• _EXERCISE_:
Copy the forum thread below word for word, from "## Thirty3Three (May" up to and including "BurningDesire (May 31, 2016)".

— Begin PAGE —

Yes, I would. Thinking about it the last 5 months, I'd want to be a girl... I'm not going to go into why because I started to care about my privacy again.


----------



## Scarlet (May 31, 2016)

Hmmm... I'd say some things would be easier for me if I were female, since I'm pretty feminine. Alas, I don't think I'd ever go so far as to do it. I am the way I am, and I'm pretty happy as such. If you want to change, you shouldn't feel any shame in it. But equally, it's something you should think through and talk to your family about. If you do it, you'll definitely need their support, and the support of those around you ^^


----------



## Thirty3Three (May 31, 2016)

For a day? Yes. I'd love to masturbate as a female. TMI, I know. But why else would you want to try to be the opposite gender?

Now for the rest of my life? Nah.


----------



## BurningDesire (May 31, 2016)

Y E S
edit: Not for five months.... FOREVER


----------



## nxwing (May 31, 2016)

— End PAGE —
— Begin MATERIAL PROVIDED —

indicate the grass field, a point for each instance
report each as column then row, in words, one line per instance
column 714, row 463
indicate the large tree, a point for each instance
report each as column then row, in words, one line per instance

— End MATERIAL PROVIDED —

• _OUTPUT OF THE EXERCISE_:
## Thirty3Three (May 31, 2016)

For a day? Yes. I'd love to masturbate as a female. TMI, I know. But why else would you want to try to be the opposite gender?

Now for the rest of my life? Nah.


----------



## BurningDesire (May 31, 2016)